[Entries from an annotation dataset]
--
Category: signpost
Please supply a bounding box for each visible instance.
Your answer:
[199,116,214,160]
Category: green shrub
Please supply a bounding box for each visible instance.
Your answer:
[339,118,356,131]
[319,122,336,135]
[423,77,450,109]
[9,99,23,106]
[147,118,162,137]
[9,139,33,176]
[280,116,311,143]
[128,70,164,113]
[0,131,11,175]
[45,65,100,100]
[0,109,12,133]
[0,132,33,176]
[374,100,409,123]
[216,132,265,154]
--
Problem to work on:
Reproduce the data from its first line through the line containing "[199,116,214,160]", changing "signpost" to "street sign" and leaving everything else unchanged.

Solution below:
Category: street sign
Please supply a bounding box for each visible instance.
Your answer:
[199,116,214,160]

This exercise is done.